:: EXERCISE DESCRIPTION ::
Count lines holding the string "below" in the data that follows. Reply with one number only.

(Referring expression pointing data)
※

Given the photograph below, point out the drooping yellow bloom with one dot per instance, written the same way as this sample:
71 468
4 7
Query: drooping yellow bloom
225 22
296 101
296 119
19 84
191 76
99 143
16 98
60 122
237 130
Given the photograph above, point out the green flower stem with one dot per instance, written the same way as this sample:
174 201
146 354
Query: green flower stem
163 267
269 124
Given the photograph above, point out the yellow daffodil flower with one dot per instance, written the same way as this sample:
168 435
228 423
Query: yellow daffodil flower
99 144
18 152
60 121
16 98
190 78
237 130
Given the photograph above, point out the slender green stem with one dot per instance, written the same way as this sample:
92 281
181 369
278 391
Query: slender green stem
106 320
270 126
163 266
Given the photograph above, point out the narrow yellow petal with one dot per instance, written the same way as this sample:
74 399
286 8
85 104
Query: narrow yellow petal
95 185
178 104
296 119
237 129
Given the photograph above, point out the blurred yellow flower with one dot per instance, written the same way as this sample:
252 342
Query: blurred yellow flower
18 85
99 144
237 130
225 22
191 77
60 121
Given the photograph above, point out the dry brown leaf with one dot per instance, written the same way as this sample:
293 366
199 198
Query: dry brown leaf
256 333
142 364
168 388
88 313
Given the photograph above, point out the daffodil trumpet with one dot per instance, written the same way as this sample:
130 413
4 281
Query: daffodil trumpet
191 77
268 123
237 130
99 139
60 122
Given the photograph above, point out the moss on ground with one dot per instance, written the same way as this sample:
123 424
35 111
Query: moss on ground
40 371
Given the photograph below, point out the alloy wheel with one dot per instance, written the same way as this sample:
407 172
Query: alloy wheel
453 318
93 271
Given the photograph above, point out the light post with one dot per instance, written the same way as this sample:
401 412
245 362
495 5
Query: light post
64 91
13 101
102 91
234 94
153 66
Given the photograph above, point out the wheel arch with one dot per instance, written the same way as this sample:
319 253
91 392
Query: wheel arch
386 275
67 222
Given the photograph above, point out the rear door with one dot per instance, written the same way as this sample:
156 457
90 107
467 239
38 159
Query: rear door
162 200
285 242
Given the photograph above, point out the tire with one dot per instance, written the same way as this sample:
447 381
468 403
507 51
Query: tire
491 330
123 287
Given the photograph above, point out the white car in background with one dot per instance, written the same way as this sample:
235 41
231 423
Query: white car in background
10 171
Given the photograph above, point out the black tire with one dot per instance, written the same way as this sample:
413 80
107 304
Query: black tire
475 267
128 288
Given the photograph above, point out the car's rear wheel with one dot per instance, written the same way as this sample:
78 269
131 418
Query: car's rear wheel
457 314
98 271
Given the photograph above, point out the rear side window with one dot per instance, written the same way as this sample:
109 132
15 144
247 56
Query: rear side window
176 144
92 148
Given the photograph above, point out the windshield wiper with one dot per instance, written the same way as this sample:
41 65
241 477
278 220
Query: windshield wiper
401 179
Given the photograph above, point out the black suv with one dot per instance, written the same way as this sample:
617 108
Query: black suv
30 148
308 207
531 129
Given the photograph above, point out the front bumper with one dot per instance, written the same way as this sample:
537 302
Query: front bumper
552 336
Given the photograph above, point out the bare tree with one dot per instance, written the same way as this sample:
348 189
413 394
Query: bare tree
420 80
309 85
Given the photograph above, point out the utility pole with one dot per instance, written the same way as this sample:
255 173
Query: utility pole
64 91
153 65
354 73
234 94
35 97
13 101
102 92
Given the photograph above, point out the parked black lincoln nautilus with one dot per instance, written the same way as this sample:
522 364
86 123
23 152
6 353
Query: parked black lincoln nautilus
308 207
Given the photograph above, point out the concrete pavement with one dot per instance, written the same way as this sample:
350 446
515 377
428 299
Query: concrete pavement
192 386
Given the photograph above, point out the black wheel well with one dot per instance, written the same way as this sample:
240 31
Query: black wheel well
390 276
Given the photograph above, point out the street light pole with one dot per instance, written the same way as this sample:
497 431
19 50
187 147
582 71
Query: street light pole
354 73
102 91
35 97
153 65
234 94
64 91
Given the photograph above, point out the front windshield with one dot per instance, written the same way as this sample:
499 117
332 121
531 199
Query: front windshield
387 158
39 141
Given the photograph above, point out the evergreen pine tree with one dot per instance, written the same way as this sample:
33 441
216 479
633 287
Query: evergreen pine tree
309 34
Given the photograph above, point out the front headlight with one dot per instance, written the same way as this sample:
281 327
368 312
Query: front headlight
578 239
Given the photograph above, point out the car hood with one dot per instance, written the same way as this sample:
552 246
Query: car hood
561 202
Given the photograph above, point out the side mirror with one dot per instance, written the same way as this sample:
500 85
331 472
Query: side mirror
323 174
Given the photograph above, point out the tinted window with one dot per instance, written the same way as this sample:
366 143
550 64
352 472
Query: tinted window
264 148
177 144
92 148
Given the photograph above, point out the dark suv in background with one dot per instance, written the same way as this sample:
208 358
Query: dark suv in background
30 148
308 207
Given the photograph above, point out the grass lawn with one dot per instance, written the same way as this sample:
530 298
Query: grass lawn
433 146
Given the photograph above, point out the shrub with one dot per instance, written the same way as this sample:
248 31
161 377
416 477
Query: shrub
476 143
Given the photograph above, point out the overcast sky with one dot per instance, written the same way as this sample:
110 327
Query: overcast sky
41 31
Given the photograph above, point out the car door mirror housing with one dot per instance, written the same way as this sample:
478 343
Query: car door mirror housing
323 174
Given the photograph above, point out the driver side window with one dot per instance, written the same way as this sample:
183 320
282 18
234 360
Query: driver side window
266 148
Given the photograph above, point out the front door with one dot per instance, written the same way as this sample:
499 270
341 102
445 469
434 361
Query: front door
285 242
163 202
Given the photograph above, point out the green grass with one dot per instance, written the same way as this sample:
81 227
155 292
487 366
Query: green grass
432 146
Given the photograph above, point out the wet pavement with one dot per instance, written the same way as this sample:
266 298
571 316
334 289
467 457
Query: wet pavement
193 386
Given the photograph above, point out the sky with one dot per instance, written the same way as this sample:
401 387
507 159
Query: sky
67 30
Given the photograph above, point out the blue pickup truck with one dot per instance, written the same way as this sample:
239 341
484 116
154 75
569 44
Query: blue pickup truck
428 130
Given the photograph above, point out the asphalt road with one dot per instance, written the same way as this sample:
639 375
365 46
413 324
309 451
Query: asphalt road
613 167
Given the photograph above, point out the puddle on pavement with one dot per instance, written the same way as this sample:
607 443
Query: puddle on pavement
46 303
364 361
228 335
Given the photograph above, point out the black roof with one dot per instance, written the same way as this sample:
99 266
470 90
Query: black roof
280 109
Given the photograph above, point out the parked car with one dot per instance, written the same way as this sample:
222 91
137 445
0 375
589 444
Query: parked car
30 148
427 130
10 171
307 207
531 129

※

:: SOLUTION TO THIS EXERCISE ::
2